=== ARTICLE ===

You (and I) are Doing it Wrong

The final point, for today at least, is that even if you came up with a brilliant test set, you probably use tools in a way that doesn’t REALLY match the real world. One case in point: AJAX requests, such as the “More Like This” query on content pages which brought the system to its knees on its first day live. Unless you have a grid of computers at your disposal just aching to act as your test clients, it is much more feasible to just fetch the HTML content of pages instead of running in a real browser – which has this nice feature where it loads & runs not just static resources but all Javascript content. Instead, you look at the page and see what the “important” AJAX calls are, so you can just mimic these directly. When you miss one “important” call, as was the case here, it can blow over.

By the way, I don’t think there’s a magic bullet here: I’ve twice heard in the context of Cucumber/Capybara-based automated testing that one should use HtmlUnit instead of the default Firefox driver. You get a “real” browser core with JS, but don’t have to suffer the burden of a full browser – and all is super-fast and well. In these two instances, when the browser implementation was changed from HtmlUnit to Firefox just as a demonstration for me, the tests then failed immediately, at which point the response of all involved was: “So….anyway….”.

Before you get all depressed, I have to say that the picture is not that bad: if you work your way against all odds, you manage to somehow get to production with most of the big pain points already squashed. In a major site like SCN, where people actually care (and I appreciate that every day!), you get the rejects, live with them and fix the roadblocks as fast as you can, so we could argue about features again (which is the best possible state, I guess). Everybody knows that for internal deployments, as messy as they are, users would just have to live with it until the situation is fixed…(and so it’s sometimes never fixed). For us here, this is not an option of course.

=== SUPPLIED INFORMATION ===

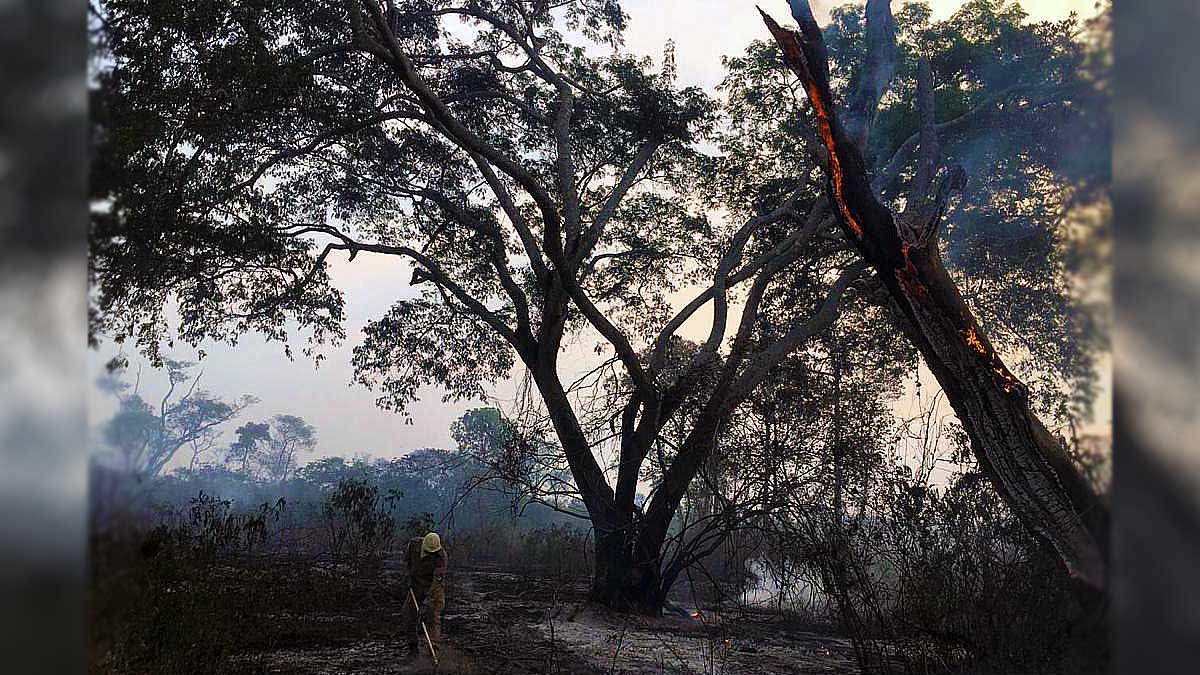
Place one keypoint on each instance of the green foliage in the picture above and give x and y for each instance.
(1024, 108)
(360, 523)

===

> **WORK TO COMPLETE**:
a – In the testing article, what browser implementation were the tests switched to when they failed immediately?
b – Please copy the testing article from "The final point, for" to "can blow over.".

> **SET OF ANSWERS**:
a – Firefox

b –
The final point, for today at least, is that even if you came up with a brilliant test set, you probably use tools in a way that doesn’t REALLY match the real world. One case in point: AJAX requests, such as the “More Like This” query on content pages which brought the system to its knees on its first day live. Unless you have a grid of computers at your disposal just aching to act as your test clients, it is much more feasible to just fetch the HTML content of pages instead of running in a real browser – which has this nice feature where it loads & runs not just static resources but all Javascript content. Instead, you look at the page and see what the “important” AJAX calls are, so you can just mimic these directly. When you miss one “important” call, as was the case here, it can blow over.